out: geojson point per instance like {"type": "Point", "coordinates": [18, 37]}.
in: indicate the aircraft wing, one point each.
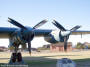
{"type": "Point", "coordinates": [80, 32]}
{"type": "Point", "coordinates": [6, 31]}
{"type": "Point", "coordinates": [41, 32]}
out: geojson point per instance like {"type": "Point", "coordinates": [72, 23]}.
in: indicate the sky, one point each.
{"type": "Point", "coordinates": [29, 12]}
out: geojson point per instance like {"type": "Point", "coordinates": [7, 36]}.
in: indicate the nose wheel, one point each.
{"type": "Point", "coordinates": [16, 58]}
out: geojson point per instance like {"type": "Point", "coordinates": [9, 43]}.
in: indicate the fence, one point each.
{"type": "Point", "coordinates": [6, 65]}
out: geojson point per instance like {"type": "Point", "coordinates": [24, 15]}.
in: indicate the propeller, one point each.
{"type": "Point", "coordinates": [28, 37]}
{"type": "Point", "coordinates": [66, 33]}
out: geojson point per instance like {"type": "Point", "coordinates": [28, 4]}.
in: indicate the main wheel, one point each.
{"type": "Point", "coordinates": [19, 57]}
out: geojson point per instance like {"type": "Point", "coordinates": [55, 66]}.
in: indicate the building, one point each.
{"type": "Point", "coordinates": [59, 47]}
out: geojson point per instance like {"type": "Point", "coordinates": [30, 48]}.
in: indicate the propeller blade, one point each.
{"type": "Point", "coordinates": [65, 46]}
{"type": "Point", "coordinates": [75, 28]}
{"type": "Point", "coordinates": [65, 43]}
{"type": "Point", "coordinates": [40, 24]}
{"type": "Point", "coordinates": [59, 25]}
{"type": "Point", "coordinates": [29, 48]}
{"type": "Point", "coordinates": [16, 23]}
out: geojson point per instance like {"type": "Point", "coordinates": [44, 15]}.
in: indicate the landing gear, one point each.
{"type": "Point", "coordinates": [16, 58]}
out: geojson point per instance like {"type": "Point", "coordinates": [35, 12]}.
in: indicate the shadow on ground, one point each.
{"type": "Point", "coordinates": [44, 61]}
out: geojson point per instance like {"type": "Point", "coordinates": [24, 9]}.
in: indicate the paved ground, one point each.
{"type": "Point", "coordinates": [48, 59]}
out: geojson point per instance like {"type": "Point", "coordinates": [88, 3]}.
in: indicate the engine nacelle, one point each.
{"type": "Point", "coordinates": [56, 36]}
{"type": "Point", "coordinates": [53, 37]}
{"type": "Point", "coordinates": [20, 37]}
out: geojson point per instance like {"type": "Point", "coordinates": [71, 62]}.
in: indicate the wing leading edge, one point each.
{"type": "Point", "coordinates": [6, 31]}
{"type": "Point", "coordinates": [80, 32]}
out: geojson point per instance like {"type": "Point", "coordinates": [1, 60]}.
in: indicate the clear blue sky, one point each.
{"type": "Point", "coordinates": [29, 12]}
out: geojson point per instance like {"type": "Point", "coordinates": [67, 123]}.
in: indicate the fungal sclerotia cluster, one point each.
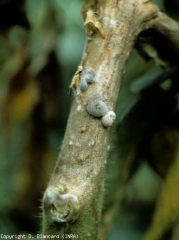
{"type": "Point", "coordinates": [95, 104]}
{"type": "Point", "coordinates": [81, 79]}
{"type": "Point", "coordinates": [97, 108]}
{"type": "Point", "coordinates": [60, 207]}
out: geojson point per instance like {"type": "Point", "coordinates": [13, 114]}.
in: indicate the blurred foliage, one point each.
{"type": "Point", "coordinates": [41, 45]}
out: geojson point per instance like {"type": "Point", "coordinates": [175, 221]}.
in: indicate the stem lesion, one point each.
{"type": "Point", "coordinates": [80, 167]}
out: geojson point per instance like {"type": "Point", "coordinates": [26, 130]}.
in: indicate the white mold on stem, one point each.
{"type": "Point", "coordinates": [60, 207]}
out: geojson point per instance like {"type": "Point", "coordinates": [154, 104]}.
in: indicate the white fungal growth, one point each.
{"type": "Point", "coordinates": [86, 76]}
{"type": "Point", "coordinates": [60, 207]}
{"type": "Point", "coordinates": [83, 85]}
{"type": "Point", "coordinates": [99, 72]}
{"type": "Point", "coordinates": [79, 108]}
{"type": "Point", "coordinates": [108, 119]}
{"type": "Point", "coordinates": [95, 105]}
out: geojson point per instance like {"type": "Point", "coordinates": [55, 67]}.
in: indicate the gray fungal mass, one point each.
{"type": "Point", "coordinates": [95, 105]}
{"type": "Point", "coordinates": [83, 84]}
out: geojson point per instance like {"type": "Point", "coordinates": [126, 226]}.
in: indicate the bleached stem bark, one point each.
{"type": "Point", "coordinates": [81, 163]}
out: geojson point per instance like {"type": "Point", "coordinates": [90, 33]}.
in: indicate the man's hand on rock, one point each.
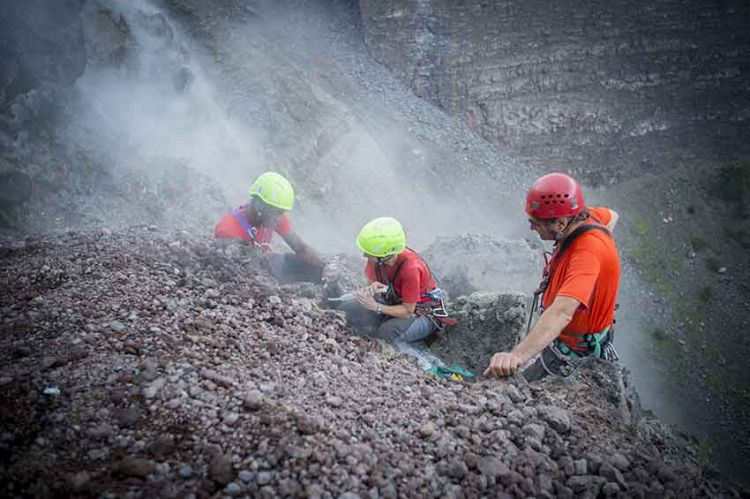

══════════════════════════════

◆ **Stated problem**
Your copy should repeat each entry above exactly but contain no pictures.

◆ **Reply to the task**
out: geojson point per instance like {"type": "Point", "coordinates": [18, 37]}.
in: indicate the aircraft wing, one point each.
{"type": "Point", "coordinates": [80, 32]}
{"type": "Point", "coordinates": [6, 31]}
{"type": "Point", "coordinates": [41, 32]}
out: geojson point per instance like {"type": "Point", "coordinates": [72, 23]}.
in: indicate the sky, one point each.
{"type": "Point", "coordinates": [29, 12]}
out: geojson point per instance like {"type": "Point", "coordinates": [7, 36]}.
in: indicate the nose wheel, one point each.
{"type": "Point", "coordinates": [16, 58]}
out: geojson point per instance like {"type": "Point", "coordinates": [9, 43]}.
in: indicate the fence, one point each.
{"type": "Point", "coordinates": [6, 65]}
out: geojson point per instance like {"type": "Point", "coordinates": [24, 15]}.
in: indicate the propeller, one point each.
{"type": "Point", "coordinates": [28, 37]}
{"type": "Point", "coordinates": [66, 33]}
out: geojson point per instance like {"type": "Point", "coordinates": [28, 4]}.
in: indicate the main wheel, one point each.
{"type": "Point", "coordinates": [19, 57]}
out: geojson point per instance like {"type": "Point", "coordinates": [55, 66]}.
in: indicate the building, one point each.
{"type": "Point", "coordinates": [59, 47]}
out: geojson point per instance like {"type": "Point", "coordinates": [30, 48]}.
in: indicate the propeller blade, one point each.
{"type": "Point", "coordinates": [65, 46]}
{"type": "Point", "coordinates": [75, 28]}
{"type": "Point", "coordinates": [65, 43]}
{"type": "Point", "coordinates": [40, 24]}
{"type": "Point", "coordinates": [59, 25]}
{"type": "Point", "coordinates": [29, 48]}
{"type": "Point", "coordinates": [16, 23]}
out: geojson point per instance like {"type": "Point", "coordinates": [44, 15]}.
in: indicate the landing gear, one point each.
{"type": "Point", "coordinates": [16, 58]}
out: geojson point per instance like {"type": "Point", "coordinates": [35, 12]}.
in: indicate the shadow on ground, one point each.
{"type": "Point", "coordinates": [44, 61]}
out: geojson point per instance like {"type": "Point", "coordinates": [24, 9]}.
in: indicate the paved ground, one point each.
{"type": "Point", "coordinates": [48, 59]}
out: geojson point per instance like {"type": "Point", "coordinates": [88, 3]}.
in: indicate the engine nacelle, one point each.
{"type": "Point", "coordinates": [56, 36]}
{"type": "Point", "coordinates": [53, 37]}
{"type": "Point", "coordinates": [20, 37]}
out: geojson point per instance like {"type": "Point", "coordinates": [71, 62]}.
in: indicate the wing leading edge, one point each.
{"type": "Point", "coordinates": [6, 31]}
{"type": "Point", "coordinates": [80, 32]}
out: geojson point per instance like {"type": "Point", "coordinates": [1, 60]}.
in: indicate the clear blue sky, one point each.
{"type": "Point", "coordinates": [29, 12]}
out: geojson point per instance like {"type": "Point", "coordinates": [67, 123]}.
in: indicate the fungal sclerotia cluster, one point each.
{"type": "Point", "coordinates": [95, 104]}
{"type": "Point", "coordinates": [81, 79]}
{"type": "Point", "coordinates": [97, 108]}
{"type": "Point", "coordinates": [60, 207]}
out: geojson point per instance like {"type": "Point", "coordinates": [13, 114]}.
in: indicate the blurred foliage, one point each.
{"type": "Point", "coordinates": [41, 45]}
out: geojson point per instance like {"type": "Point", "coordinates": [175, 221]}.
in: indicate the stem lesion, one point each.
{"type": "Point", "coordinates": [80, 167]}
out: geojson point per instance like {"type": "Point", "coordinates": [26, 130]}.
in: indicate the white mold on stem, one point each.
{"type": "Point", "coordinates": [60, 207]}
out: geojson point per instance like {"type": "Point", "coordinates": [154, 104]}.
in: indicate the white fungal growth, one point each.
{"type": "Point", "coordinates": [86, 76]}
{"type": "Point", "coordinates": [60, 207]}
{"type": "Point", "coordinates": [83, 85]}
{"type": "Point", "coordinates": [99, 72]}
{"type": "Point", "coordinates": [79, 108]}
{"type": "Point", "coordinates": [108, 119]}
{"type": "Point", "coordinates": [95, 105]}
out: geojson point per instance like {"type": "Point", "coordinates": [55, 67]}.
in: indicate the gray fungal mass, one point each.
{"type": "Point", "coordinates": [95, 105]}
{"type": "Point", "coordinates": [83, 84]}
out: geojson point per instance like {"type": "Point", "coordinates": [126, 226]}.
in: indicate the bleached stem bark, one point each.
{"type": "Point", "coordinates": [81, 163]}
out: geojson point per instance like {"type": "Point", "coordinates": [90, 33]}.
in: indicate the man's hand on rock, one point each.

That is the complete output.